(Boundary annotation data)
***

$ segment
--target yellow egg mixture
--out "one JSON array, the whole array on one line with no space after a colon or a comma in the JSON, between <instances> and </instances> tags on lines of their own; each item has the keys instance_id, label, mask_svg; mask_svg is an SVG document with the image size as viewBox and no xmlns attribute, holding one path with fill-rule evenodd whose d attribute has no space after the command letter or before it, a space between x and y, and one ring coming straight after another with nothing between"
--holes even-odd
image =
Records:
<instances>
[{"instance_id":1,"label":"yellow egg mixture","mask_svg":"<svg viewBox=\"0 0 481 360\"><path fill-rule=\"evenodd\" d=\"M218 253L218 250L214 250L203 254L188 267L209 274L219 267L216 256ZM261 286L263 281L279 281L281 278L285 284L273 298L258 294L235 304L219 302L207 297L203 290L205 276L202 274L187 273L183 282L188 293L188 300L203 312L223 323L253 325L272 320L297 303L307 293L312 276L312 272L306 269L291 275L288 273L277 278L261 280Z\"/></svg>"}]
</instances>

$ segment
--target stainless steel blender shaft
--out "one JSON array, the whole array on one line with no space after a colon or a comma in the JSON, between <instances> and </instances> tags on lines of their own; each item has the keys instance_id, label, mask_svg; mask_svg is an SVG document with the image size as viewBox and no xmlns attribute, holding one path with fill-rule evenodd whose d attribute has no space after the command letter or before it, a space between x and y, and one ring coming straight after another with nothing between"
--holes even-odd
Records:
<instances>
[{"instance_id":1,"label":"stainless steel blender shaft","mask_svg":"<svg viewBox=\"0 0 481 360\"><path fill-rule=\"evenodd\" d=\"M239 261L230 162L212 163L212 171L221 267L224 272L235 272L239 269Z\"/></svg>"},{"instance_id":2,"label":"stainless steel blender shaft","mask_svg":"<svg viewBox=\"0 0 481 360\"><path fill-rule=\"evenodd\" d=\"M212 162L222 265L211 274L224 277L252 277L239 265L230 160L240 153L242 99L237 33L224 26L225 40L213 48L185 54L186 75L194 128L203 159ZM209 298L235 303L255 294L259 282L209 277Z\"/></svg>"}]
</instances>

***

▸ **GOAL**
Return every line of the data above that contains the string "shaft".

▸ **CORRECT RESULT**
--target stainless steel blender shaft
[{"instance_id":1,"label":"stainless steel blender shaft","mask_svg":"<svg viewBox=\"0 0 481 360\"><path fill-rule=\"evenodd\" d=\"M239 261L230 162L212 163L212 171L221 267L224 272L235 272L239 269Z\"/></svg>"},{"instance_id":2,"label":"stainless steel blender shaft","mask_svg":"<svg viewBox=\"0 0 481 360\"><path fill-rule=\"evenodd\" d=\"M212 162L222 265L211 274L224 277L252 277L239 265L230 160L240 153L242 99L237 33L224 26L225 40L213 48L185 54L186 75L194 128L203 159ZM209 298L235 303L255 294L259 282L209 277Z\"/></svg>"}]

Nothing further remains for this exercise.